### DATASET EXCERPTS ###
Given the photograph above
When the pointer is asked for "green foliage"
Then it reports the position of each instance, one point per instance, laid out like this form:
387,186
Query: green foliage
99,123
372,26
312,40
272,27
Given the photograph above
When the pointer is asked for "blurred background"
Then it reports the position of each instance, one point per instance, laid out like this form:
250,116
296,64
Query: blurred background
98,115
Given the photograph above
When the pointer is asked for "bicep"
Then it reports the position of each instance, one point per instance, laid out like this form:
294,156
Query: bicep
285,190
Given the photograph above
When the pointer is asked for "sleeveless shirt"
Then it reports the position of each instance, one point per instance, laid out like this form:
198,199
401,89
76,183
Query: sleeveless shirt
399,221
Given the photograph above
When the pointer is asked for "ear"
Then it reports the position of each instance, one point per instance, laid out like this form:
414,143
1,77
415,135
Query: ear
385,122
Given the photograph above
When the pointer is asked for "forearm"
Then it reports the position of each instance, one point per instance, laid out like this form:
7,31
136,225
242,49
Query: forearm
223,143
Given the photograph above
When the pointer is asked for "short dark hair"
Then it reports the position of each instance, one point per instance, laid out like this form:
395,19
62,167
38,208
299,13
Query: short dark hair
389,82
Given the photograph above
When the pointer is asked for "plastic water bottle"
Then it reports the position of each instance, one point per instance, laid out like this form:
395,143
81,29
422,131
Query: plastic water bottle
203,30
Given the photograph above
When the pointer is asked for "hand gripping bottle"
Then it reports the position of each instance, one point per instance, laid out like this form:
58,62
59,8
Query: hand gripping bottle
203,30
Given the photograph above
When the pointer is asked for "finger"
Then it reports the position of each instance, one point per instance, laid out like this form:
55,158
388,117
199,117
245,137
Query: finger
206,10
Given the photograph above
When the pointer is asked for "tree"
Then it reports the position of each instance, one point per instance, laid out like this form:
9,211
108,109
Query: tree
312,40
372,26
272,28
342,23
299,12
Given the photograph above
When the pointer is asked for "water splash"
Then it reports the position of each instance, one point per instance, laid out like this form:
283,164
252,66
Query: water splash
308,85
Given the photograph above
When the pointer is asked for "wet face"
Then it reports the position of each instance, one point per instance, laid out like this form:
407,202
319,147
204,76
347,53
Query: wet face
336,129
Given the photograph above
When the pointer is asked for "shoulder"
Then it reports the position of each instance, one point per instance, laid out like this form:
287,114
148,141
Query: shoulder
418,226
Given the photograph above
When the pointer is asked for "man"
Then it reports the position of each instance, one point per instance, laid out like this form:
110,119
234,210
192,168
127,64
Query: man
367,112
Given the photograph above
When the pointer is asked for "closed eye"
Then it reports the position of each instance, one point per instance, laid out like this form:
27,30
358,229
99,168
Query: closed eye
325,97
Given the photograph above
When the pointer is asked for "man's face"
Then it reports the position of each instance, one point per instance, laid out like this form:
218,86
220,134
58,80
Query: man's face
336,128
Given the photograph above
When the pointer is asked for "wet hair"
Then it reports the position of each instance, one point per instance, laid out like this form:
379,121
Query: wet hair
###
GIVEN REQUEST:
List every line of the items above that contains the string "face". Case counts.

SOLVED EXERCISE:
When the pointer is asked for "wet face"
Query: wet face
When the pointer is asked for "man's face"
Query: man's face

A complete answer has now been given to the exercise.